* [Goal of the exercise]
Each line of the records has to be copied exactly, though the pictures must be left out.

* [Stored data entries]
↓
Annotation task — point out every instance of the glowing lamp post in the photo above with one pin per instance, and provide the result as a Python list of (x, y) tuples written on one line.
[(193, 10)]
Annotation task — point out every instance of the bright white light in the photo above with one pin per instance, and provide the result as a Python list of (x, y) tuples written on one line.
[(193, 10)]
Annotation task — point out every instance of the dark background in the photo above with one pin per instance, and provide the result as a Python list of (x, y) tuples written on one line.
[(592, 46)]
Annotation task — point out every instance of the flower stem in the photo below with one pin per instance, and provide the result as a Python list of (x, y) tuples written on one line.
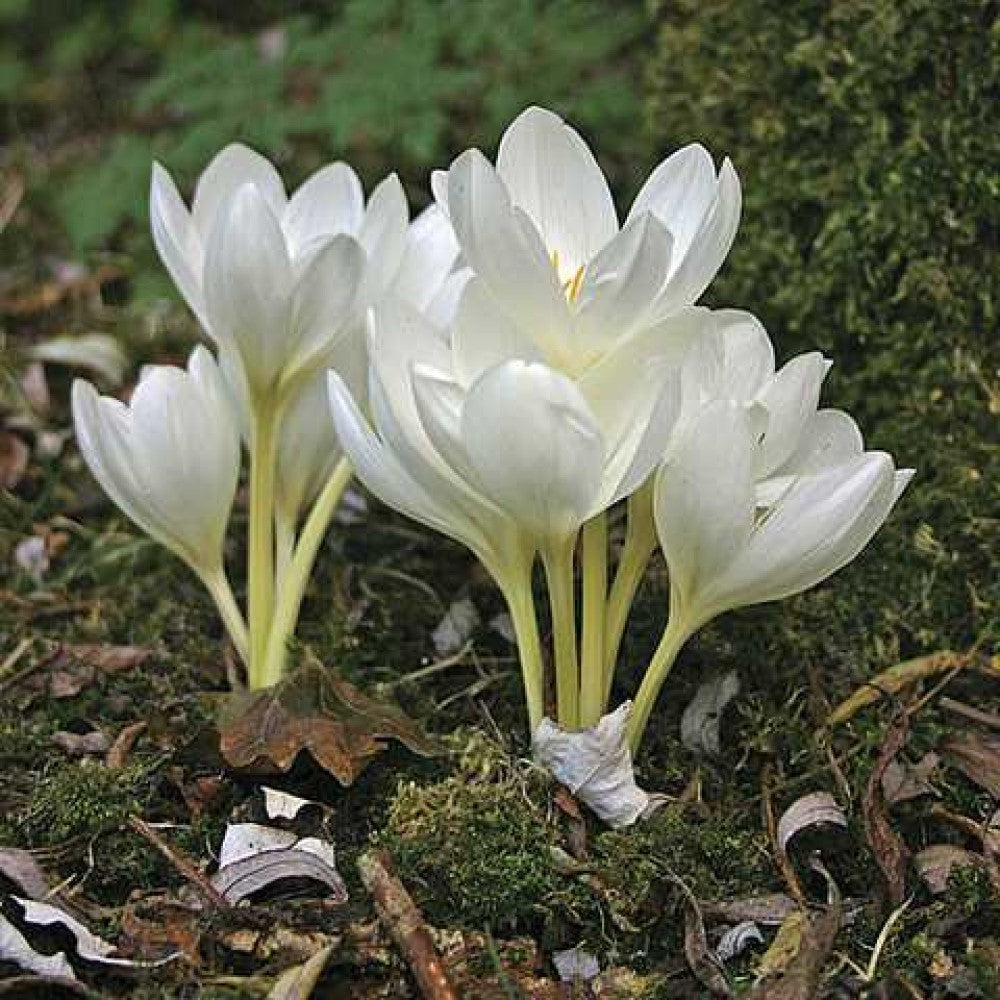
↑
* [Reply to the exercise]
Annotation task — point out every instance of the glowing lamp post in the photo above with one pin per instance, and provide the result as a Python list of (x, y) tuples written on one line.
[(193, 10)]
Annotation task — point out every instance of the bright white light in the photo above with one pin per instance, and provide the result as a Python list of (x, y) tuples written on one line.
[(193, 10)]
Annotation task — point out every instance of the dark background in the photo above with one pin per instance, and provide the result as a Python list of (x, y) tuples written on one line.
[(592, 46)]
Annotation task — point out every instance of the flower stem in the photo below with one pin per instance, and provide the result as a Python list of (x, y) tuples written on one line.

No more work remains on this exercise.